Provided passage:
──────

Kenn,

Thanks for the pointer WRT the source watermark. It wasn't set to
MAX_TIMESTAMP upon end of input and hence the global window was never
emitted. Got the assertions almost working now, just need to propagate the
exceptions to the unit test driver and then we should be ready for a new
revision of the PR.

Thomas

On Tue, Sep 27, 2016 at 10:17 PM, Thomas Weise <thomas.we...@gmail.com>
wrote:

> I have GroupByKey working, here is a unit test:
>
> https://github.com/tweise/incubator-beam/blob/BEAM-261.
> sideinputs/runners/apex/src/test/java/org/apache/beam/
> runners/apex/translators/GroupByKeyTranslatorTest.java#L65L110
>
> For the earlier PAssert example, PAssert.GroupGlobally will assign global
> window and remove any triggering. Then the following groupBy won't emit an
> aggregate. I'm trying to figure out what I'm missing.

──────

Stated goal a:
Answer these questions about the email thread:
(i) To what value was the source watermark not being set upon end of input?
(ii) Which operation does the quoted message report as working, with a unit test linked?
(iii) According to the quoted message, what does PAssert.GroupGlobally do?
The email thread above and the entries that come after it are separate material.

Stored data:
──────

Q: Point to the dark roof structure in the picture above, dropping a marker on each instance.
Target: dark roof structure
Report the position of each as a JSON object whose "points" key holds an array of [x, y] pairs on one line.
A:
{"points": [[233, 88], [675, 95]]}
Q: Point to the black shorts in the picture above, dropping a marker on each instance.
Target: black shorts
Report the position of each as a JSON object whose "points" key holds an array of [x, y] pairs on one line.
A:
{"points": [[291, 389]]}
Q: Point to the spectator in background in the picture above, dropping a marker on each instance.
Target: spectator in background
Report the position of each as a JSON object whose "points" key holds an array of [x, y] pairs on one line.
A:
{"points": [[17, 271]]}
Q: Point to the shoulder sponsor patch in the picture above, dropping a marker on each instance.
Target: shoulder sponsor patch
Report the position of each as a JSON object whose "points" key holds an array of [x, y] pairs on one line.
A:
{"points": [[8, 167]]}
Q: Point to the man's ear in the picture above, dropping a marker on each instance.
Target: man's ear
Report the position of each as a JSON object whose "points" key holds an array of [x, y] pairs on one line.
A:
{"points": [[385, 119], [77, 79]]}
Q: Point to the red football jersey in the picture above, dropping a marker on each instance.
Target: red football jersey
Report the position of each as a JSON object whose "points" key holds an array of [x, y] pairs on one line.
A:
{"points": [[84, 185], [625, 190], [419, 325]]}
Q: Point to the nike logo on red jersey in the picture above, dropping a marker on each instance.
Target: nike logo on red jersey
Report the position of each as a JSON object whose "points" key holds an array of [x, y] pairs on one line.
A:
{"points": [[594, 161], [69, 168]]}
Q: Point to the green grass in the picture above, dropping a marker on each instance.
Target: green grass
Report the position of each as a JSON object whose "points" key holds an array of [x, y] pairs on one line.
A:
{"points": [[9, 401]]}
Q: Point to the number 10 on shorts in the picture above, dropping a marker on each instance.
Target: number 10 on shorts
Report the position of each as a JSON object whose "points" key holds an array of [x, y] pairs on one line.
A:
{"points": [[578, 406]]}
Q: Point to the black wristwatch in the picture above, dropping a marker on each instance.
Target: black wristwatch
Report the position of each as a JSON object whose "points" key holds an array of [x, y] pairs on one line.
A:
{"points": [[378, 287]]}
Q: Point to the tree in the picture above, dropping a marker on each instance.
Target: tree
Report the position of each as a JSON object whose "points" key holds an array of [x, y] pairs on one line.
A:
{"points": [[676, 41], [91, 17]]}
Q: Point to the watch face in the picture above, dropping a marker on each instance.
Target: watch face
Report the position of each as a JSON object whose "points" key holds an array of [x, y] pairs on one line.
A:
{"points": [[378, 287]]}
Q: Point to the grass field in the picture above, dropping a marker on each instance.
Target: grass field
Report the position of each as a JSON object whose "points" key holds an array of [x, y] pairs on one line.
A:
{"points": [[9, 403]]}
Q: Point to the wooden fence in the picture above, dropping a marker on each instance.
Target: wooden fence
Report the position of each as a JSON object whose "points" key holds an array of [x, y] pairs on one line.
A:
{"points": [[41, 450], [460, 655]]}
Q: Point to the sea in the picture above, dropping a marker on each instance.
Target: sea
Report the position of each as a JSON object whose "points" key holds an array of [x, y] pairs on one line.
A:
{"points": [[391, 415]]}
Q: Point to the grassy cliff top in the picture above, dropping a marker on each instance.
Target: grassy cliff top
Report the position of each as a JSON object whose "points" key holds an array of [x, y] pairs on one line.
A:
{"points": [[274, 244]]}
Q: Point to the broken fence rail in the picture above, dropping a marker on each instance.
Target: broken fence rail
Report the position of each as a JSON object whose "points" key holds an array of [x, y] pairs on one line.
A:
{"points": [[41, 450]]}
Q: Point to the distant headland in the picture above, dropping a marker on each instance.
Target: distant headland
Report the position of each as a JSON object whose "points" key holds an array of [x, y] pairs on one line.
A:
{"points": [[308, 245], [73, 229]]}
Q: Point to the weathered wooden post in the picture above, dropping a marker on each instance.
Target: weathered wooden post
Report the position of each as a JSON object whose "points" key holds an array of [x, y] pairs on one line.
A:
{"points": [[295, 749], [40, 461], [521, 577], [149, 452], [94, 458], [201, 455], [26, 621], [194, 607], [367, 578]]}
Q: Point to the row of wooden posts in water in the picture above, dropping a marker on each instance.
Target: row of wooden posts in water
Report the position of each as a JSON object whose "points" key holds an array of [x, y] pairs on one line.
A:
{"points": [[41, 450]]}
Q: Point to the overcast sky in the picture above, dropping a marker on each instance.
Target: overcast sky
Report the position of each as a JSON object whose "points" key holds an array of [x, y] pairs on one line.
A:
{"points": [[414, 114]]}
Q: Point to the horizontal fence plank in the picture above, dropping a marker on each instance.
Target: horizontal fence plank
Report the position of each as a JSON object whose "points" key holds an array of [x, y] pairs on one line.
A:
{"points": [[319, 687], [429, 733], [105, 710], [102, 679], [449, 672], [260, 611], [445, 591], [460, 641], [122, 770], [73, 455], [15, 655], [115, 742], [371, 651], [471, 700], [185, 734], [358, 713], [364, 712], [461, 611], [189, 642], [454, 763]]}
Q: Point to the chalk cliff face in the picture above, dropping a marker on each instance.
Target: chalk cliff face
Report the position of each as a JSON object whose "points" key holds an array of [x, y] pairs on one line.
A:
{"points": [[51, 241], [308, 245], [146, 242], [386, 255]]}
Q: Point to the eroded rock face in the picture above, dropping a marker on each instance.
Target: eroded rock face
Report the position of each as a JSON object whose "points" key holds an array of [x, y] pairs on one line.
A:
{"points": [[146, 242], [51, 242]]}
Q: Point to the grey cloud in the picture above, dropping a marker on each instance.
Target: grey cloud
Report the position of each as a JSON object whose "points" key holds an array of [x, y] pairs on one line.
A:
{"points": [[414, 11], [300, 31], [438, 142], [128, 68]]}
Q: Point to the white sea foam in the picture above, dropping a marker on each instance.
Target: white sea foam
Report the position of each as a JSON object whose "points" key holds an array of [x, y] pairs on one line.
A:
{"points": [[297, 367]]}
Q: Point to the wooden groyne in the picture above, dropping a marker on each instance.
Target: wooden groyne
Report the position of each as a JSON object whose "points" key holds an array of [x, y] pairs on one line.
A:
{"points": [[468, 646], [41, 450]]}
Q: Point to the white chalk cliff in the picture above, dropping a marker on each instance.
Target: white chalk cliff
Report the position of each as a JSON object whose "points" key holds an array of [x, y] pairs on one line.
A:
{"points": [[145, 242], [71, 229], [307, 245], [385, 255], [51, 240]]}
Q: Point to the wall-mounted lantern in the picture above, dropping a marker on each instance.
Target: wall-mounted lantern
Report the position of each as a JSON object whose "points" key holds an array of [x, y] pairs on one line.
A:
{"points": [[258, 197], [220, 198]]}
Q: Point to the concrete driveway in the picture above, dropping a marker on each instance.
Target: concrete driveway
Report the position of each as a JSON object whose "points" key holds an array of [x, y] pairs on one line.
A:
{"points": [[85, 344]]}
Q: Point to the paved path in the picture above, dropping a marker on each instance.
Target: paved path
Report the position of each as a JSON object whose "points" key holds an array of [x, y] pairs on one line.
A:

──────

Stated goal b:
Copy the entries, beginning at the line that contains "Q: Point to the concrete" and stopping after the last line of the entries, with both ends included.

Expected output a:
(i) MAX_TIMESTAMP
(ii) GroupByKey
(iii) It assigns the global window and removes any triggering.

Expected output b:
Q: Point to the concrete driveway in the picture above, dropping a marker on each instance.
Target: concrete driveway
Report the position of each as a JSON object whose "points" key holds an array of [x, y] pairs on one line.
A:
{"points": [[85, 344]]}
Q: Point to the paved path in the picture above, dropping a marker on each instance.
Target: paved path
Report the position of each as a JSON object whose "points" key holds an array of [x, y] pairs on one line.
A:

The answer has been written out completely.